**Direction**: Copy out word for word the lines below, beginning with the line that contains "glass, then give the position of each instance." and continuing through the final line, with both of those lines included.
------------------------------
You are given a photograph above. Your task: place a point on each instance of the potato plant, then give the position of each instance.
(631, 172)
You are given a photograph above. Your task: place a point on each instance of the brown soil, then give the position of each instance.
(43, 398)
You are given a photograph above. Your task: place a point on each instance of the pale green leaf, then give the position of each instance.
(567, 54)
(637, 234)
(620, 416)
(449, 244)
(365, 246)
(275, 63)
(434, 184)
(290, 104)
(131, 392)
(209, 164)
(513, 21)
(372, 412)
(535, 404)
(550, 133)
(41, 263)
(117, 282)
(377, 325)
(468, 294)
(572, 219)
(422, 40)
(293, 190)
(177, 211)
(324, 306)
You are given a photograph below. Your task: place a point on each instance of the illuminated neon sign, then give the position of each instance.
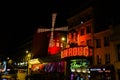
(78, 64)
(76, 51)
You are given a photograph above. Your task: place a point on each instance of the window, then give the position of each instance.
(118, 52)
(106, 41)
(98, 60)
(89, 42)
(107, 58)
(88, 29)
(82, 31)
(98, 43)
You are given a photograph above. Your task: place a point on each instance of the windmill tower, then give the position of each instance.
(51, 42)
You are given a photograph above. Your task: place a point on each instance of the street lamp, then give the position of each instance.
(28, 61)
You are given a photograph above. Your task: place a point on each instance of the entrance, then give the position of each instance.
(79, 69)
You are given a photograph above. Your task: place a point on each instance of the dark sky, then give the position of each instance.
(19, 20)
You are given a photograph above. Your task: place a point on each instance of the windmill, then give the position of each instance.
(51, 42)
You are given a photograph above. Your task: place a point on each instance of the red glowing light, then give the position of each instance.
(53, 50)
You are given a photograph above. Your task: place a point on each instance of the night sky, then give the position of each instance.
(19, 20)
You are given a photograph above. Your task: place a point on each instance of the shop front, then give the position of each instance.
(102, 72)
(78, 60)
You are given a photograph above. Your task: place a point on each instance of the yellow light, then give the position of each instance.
(27, 51)
(63, 38)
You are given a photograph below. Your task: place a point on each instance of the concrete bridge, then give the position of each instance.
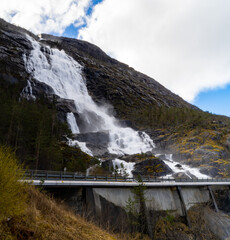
(106, 197)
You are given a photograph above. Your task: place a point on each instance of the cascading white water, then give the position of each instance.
(122, 167)
(188, 171)
(72, 123)
(64, 75)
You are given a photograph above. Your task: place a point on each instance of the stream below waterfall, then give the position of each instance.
(64, 75)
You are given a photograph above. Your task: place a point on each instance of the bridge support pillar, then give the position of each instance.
(183, 205)
(213, 198)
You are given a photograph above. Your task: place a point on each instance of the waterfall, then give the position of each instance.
(64, 75)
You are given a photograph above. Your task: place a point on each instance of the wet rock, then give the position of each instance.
(96, 138)
(154, 167)
(178, 165)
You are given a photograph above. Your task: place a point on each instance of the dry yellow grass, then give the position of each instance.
(45, 219)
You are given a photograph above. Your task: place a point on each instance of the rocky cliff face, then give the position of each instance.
(113, 82)
(108, 81)
(130, 93)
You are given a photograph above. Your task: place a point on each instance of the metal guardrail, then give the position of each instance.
(71, 176)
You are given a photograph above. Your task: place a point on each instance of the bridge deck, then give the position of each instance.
(66, 179)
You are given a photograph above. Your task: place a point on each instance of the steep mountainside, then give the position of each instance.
(34, 117)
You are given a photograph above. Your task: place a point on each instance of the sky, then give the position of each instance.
(183, 44)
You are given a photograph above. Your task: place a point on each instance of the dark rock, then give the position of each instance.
(154, 167)
(178, 165)
(98, 150)
(97, 138)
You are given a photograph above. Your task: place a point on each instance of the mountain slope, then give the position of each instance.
(34, 121)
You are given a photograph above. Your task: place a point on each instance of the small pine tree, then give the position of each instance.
(12, 194)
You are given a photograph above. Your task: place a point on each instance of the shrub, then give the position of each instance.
(12, 194)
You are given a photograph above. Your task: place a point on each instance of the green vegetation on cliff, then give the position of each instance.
(33, 130)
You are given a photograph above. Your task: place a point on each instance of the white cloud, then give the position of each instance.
(44, 16)
(183, 44)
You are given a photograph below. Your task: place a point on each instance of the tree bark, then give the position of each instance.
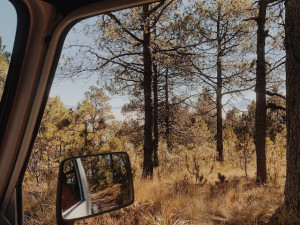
(260, 89)
(167, 113)
(220, 156)
(148, 139)
(292, 42)
(155, 117)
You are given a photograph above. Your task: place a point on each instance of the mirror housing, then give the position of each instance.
(92, 185)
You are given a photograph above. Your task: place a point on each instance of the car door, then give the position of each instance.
(42, 27)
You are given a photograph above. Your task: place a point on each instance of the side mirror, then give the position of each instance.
(92, 185)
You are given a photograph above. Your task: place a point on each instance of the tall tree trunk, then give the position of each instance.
(167, 113)
(148, 140)
(260, 89)
(155, 117)
(292, 41)
(220, 156)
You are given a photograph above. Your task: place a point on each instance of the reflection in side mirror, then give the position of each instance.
(93, 185)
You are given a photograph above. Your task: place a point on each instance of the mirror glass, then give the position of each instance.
(94, 184)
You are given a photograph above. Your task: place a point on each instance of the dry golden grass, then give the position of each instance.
(178, 200)
(223, 196)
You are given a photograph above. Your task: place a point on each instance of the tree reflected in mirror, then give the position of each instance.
(95, 184)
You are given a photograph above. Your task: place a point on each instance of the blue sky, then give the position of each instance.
(8, 23)
(70, 92)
------------------------------
**Full answer**:
You are given a photograph above. Your task: place a point on each instance of the mirror glass, then give the position of each instance.
(94, 184)
You are given a photograph above. Your task: place a point on each instance of the dry golden grass, then give the position of each instance.
(178, 200)
(223, 196)
You are given a photograph above. Your task: place a point on each instance of the tree reflected in mirror, then give the position of each instance.
(95, 184)
You are given a photograph above. Your task: place a point on each instance of the blue sky, then give the position of each instance.
(8, 23)
(70, 92)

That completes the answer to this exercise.